#### Record set:
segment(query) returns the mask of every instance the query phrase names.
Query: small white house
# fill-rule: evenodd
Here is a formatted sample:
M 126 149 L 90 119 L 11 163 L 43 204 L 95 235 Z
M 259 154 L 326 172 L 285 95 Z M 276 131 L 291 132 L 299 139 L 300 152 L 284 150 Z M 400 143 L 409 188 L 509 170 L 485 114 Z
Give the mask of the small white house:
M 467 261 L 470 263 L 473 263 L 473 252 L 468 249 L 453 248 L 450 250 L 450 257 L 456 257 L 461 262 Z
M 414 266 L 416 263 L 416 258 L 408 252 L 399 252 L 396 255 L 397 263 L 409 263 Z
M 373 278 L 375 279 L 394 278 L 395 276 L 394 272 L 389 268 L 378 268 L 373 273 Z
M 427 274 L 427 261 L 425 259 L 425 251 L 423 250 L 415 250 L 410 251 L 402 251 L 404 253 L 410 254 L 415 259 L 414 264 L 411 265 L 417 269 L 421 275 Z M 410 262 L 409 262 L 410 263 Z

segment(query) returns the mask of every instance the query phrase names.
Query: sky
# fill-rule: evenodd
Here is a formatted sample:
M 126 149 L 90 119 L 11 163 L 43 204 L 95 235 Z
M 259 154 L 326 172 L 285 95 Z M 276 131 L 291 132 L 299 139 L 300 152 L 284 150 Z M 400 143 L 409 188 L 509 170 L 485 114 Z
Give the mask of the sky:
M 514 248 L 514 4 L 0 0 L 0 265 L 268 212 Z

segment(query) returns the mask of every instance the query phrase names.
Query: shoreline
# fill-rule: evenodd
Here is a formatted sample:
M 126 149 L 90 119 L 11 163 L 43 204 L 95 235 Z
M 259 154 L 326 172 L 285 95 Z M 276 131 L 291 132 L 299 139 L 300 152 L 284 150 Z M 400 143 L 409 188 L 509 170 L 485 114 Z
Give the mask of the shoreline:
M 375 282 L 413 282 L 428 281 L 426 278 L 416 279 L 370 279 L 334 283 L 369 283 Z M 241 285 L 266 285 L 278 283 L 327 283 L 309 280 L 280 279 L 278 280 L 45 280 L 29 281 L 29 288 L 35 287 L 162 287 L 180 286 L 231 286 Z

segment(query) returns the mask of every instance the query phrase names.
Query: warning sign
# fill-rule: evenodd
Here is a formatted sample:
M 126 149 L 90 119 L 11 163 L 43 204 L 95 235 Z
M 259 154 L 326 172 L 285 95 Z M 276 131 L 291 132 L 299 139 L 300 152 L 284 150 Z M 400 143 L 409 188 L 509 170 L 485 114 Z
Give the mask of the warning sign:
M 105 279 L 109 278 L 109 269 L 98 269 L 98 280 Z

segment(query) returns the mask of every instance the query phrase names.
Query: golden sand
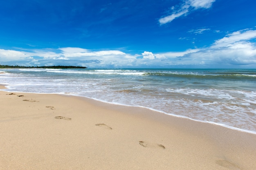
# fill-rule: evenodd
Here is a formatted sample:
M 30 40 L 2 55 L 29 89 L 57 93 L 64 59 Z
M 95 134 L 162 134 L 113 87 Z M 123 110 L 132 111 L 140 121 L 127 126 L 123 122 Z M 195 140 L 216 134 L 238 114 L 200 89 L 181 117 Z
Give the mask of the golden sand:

#### Short problem:
Lay out the listing above as a numbered list with one item per line and blank lines omitted, starting at its first line and ending at the line that contains "M 427 274 L", both ends included.

#### Exercise output:
1. segment(query) returns the mask of every instance the query phrase names.
2. Query: small white house
3. # fill-rule: evenodd
4. Here is a formatted sample:
5. M 126 149 L 90 119 L 11 163 L 43 204 L 95 235 Z
6. M 259 154 L 326 172 L 285 95 Z M 276 131 L 291 132 L 299 139 L 300 152 L 284 150 Z M 400 143 L 409 188 L 509 170 L 485 114 Z
7. Give the mask of the small white house:
8. M 467 261 L 470 263 L 473 263 L 473 252 L 468 249 L 453 248 L 450 250 L 450 257 L 456 257 L 461 262 Z
9. M 414 266 L 416 263 L 416 258 L 408 252 L 399 252 L 396 255 L 397 263 L 409 263 Z
10. M 373 278 L 375 279 L 394 278 L 395 276 L 394 272 L 389 268 L 378 268 L 373 273 Z
11. M 427 274 L 427 261 L 425 259 L 425 251 L 423 250 L 415 250 L 410 251 L 402 251 L 404 253 L 410 254 L 415 259 L 414 264 L 411 265 L 417 269 L 421 275 Z M 410 262 L 409 262 L 410 263 Z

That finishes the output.